What the exercise asks: Reproduce verbatim the lines of the listing below, from the line containing "Please spot the knife" down through the last line of the listing.

(Rows from a dataset)
::::::::::
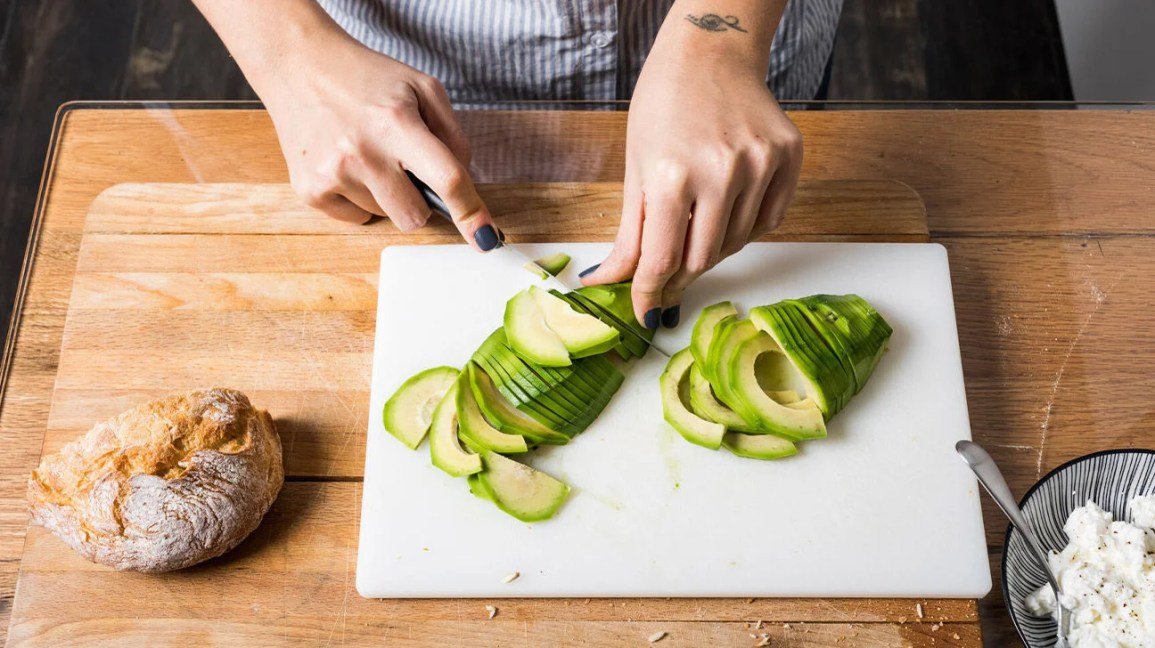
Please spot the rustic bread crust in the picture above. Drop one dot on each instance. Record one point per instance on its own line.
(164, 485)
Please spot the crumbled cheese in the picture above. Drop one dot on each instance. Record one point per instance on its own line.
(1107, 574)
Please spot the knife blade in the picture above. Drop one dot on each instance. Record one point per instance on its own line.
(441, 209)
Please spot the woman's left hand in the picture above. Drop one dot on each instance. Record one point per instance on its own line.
::::::::::
Solved problem:
Please spot the knife blade in the picture above. Drop one dot on each instance. Record one point per instance on its own line.
(441, 209)
Please spot the woman's left hand in the picture above. Drop one dot on each instance. Record one point per instance on its own line.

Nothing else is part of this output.